++++ Texto para leitura ++++

Durante as diligências, a PF interceptou mensagens trocadas entre Marcelo Bormevet e Giancarlo Rodrigues que incluíam, nas palavras dos investigadores, "referências relacionadas ao rompimento democrático" e "no mínimo, potencial conhecimento do planejamento das ações que culminaram na construção da minuta do decreto de intervenção".
Os diálogos interceptados pela corporação indicam que policiais federais da "Abin paralela" tinham conhecimento da existência do decreto.
Alexandre de Moraes citado em conversa
Presos preventivamente na quinta-feira, Marcelo Araújo Bormevet e Giancarlo Gomes Rodrigues, atuavam no Centro de Inteligência Nacional da Agência Brasileira de Inteligência na gestão de Alexandre Ramagem. No diálogo mencionado no relatório da PF, a dupla discute a produção de um dossiê sobre o ministro do Supremo Alexandre de Moraes no qual tentam associar o magistrado a uma suposta investigação sobre corrupção.
No diálogo, um deles escreveu: "Tá ficando f... isso. Esse careca (Moraes) está merecendo algo a mais". A resposta foi: "Só 7.62", uma referência, para a PF, ao número do calibre de uma munição. "Head shot", finaliza o interlocutor. Head shot significa tiro na cabeça.
Lista de espionados
A lista de pessoas espionadas pela grupo criminoso inclui ministros, parlamentares, auditores fiscais e jornalistas.

++++ Linhas fornecidas ++++

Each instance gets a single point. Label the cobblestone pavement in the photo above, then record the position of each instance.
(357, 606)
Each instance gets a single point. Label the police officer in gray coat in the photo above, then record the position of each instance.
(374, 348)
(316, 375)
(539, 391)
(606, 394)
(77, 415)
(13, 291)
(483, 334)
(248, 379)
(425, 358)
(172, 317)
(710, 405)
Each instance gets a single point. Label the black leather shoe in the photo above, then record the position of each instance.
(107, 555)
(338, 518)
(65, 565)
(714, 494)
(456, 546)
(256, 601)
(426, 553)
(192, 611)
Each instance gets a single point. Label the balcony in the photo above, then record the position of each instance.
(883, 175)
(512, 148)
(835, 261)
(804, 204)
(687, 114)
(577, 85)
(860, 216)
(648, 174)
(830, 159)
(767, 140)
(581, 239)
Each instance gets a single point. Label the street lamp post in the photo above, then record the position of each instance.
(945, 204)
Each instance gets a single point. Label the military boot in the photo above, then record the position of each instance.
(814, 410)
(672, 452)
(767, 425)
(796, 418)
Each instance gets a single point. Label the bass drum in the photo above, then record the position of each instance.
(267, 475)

++++

- **Tarefa 1**:
Responda às perguntas sobre o texto da investigação da PF:
(a) Em que órgão Marcelo Bormevet e Giancarlo Rodrigues atuavam?
(b) Segundo a PF, a que se refere a resposta "Só 7.62"?
(c) Que grupos a lista de pessoas espionadas inclui?
- **Tarefa 2**: Devolva, sem nenhuma alteração, o trecho do texto da investigação da PF que vai de "Alexandre de Moraes citado" até "investigação sobre corrupção.".
As linhas acima vêm de outra fonte e não têm relação com o texto.

- **Resposta escrita 1**:
(a) Eles atuavam no Centro de Inteligência Nacional da Agência Brasileira de Inteligência, na gestão de Alexandre Ramagem.
(b) Para a PF, a resposta se refere ao número do calibre de uma munição.
(c) A lista inclui ministros, parlamentares, auditores fiscais e jornalistas.

- **Resposta escrita 2**:
Alexandre de Moraes citado em conversa
Presos preventivamente na quinta-feira, Marcelo Araújo Bormevet e Giancarlo Gomes Rodrigues, atuavam no Centro de Inteligência Nacional da Agência Brasileira de Inteligência na gestão de Alexandre Ramagem. No diálogo mencionado no relatório da PF, a dupla discute a produção de um dossiê sobre o ministro do Supremo Alexandre de Moraes no qual tentam associar o magistrado a uma suposta investigação sobre corrupção.